Description of the task: Pick out every line below that contains the string "green" with the same capitalization, and copy each of those lines in full.

---+---

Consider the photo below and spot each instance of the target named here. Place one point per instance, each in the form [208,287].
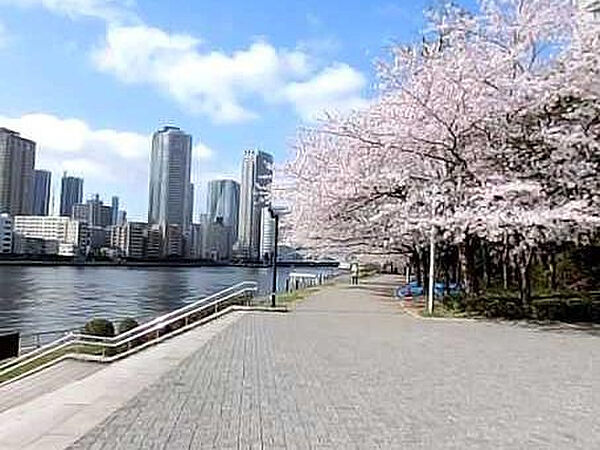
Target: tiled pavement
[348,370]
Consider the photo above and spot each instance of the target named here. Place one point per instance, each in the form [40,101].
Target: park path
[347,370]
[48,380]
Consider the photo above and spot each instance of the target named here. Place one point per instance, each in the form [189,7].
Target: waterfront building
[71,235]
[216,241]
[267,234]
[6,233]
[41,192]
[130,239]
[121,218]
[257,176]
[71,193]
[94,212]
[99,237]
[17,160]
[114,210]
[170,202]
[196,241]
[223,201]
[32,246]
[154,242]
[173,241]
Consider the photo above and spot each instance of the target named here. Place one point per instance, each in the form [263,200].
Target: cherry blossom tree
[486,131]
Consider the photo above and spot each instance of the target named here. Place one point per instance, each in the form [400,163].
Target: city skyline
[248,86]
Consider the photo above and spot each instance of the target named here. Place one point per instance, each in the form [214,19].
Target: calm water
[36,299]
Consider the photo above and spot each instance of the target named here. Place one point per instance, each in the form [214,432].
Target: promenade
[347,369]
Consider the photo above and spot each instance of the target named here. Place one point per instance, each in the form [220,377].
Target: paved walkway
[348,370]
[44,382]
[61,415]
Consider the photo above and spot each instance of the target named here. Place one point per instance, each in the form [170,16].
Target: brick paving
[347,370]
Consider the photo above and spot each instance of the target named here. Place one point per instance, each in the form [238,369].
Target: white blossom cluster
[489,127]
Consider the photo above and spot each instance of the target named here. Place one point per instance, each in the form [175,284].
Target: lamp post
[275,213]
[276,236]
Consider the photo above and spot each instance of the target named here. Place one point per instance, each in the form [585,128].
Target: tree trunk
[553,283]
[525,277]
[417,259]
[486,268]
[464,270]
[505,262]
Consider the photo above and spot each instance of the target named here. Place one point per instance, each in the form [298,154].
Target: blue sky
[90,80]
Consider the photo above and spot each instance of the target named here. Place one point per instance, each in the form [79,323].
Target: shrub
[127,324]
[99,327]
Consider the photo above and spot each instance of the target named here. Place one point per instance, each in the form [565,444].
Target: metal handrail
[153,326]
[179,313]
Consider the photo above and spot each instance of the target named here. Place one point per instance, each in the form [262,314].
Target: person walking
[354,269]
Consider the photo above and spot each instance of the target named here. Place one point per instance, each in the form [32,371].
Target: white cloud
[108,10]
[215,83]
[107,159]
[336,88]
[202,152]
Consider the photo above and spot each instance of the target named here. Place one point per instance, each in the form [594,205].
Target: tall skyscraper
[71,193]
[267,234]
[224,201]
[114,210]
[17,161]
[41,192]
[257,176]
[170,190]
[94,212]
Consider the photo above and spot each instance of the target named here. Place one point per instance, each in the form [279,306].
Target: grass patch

---+---

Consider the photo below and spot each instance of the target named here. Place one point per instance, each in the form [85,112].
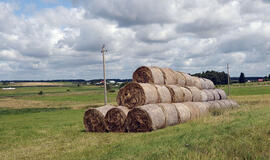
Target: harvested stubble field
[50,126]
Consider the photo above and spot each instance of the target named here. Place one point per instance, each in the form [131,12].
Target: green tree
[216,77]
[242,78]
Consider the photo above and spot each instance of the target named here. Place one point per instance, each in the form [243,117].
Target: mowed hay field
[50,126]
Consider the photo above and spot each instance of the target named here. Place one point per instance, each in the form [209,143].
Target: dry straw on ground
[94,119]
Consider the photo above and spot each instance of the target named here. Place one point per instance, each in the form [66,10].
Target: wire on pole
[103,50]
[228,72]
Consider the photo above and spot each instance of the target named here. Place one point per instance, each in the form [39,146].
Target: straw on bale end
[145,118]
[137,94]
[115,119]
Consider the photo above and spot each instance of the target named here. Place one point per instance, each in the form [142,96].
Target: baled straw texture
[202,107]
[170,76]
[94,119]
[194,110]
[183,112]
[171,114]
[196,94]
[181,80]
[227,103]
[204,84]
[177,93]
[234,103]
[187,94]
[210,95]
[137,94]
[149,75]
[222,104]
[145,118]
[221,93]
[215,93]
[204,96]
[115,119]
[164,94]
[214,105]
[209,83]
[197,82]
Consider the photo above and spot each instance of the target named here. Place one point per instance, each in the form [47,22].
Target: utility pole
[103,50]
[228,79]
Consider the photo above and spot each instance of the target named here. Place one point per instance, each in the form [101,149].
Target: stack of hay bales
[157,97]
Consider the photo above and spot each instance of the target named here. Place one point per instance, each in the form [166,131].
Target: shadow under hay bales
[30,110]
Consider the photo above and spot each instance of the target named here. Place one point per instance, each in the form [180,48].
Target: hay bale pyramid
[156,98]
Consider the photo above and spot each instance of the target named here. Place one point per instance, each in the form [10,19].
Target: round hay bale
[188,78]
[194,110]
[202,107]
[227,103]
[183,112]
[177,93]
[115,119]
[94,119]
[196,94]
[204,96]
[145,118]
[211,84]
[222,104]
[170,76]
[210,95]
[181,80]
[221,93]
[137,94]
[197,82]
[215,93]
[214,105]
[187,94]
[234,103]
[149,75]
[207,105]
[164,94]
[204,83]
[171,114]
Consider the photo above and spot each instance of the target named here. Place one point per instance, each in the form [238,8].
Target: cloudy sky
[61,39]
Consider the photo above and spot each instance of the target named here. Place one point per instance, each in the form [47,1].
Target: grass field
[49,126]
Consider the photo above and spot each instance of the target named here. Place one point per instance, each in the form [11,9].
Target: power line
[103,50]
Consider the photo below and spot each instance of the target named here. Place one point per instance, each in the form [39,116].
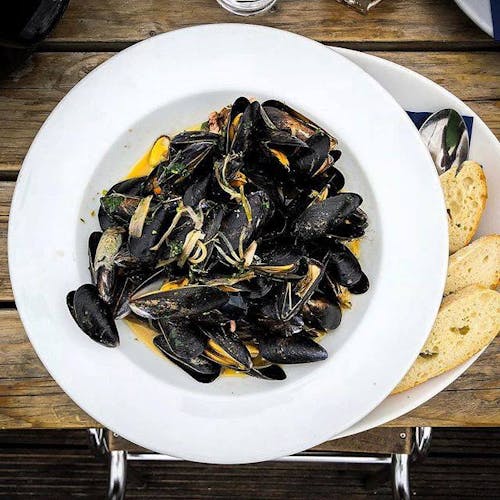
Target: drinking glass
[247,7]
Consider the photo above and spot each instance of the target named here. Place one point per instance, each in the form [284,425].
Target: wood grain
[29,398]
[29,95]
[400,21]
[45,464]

---+---

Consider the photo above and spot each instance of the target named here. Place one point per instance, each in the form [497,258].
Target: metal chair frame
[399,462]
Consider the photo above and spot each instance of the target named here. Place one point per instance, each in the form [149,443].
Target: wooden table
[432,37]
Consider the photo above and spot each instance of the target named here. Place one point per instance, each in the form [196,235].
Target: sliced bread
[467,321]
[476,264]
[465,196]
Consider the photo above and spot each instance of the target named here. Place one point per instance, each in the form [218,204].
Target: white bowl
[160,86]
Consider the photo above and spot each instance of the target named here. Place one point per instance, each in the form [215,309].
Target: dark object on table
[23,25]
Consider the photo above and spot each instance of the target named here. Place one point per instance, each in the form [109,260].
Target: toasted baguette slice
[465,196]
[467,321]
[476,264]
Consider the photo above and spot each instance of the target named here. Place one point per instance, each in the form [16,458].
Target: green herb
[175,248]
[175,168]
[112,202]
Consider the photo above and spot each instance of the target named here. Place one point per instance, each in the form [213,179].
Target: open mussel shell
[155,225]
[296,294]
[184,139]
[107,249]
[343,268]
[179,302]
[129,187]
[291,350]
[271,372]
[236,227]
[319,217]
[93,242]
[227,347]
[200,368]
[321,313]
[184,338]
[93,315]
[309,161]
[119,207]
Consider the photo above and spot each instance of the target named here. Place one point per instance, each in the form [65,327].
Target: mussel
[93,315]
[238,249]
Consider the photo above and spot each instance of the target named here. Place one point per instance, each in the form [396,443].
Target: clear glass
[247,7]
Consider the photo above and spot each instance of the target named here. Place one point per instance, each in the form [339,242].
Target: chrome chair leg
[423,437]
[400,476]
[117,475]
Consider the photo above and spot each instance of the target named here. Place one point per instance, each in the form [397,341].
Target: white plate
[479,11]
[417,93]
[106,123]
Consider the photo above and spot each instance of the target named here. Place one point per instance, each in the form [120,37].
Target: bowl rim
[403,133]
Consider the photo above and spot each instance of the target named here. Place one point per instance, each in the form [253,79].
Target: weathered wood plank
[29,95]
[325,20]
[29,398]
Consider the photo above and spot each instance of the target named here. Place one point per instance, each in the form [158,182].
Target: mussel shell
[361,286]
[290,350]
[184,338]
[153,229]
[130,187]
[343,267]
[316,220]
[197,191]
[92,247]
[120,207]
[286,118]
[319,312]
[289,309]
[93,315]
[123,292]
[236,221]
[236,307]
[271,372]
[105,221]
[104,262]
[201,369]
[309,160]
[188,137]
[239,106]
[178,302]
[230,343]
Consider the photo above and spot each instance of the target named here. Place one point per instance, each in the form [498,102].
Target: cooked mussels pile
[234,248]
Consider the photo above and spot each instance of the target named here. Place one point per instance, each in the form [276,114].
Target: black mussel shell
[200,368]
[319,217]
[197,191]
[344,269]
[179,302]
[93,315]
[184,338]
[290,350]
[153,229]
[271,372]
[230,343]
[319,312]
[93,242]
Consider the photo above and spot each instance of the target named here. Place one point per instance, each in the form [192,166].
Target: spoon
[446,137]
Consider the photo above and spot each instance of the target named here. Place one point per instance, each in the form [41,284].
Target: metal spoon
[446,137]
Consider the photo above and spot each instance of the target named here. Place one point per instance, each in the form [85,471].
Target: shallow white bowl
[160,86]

---+---

Answer in full:
Target: green tree
Target: green herb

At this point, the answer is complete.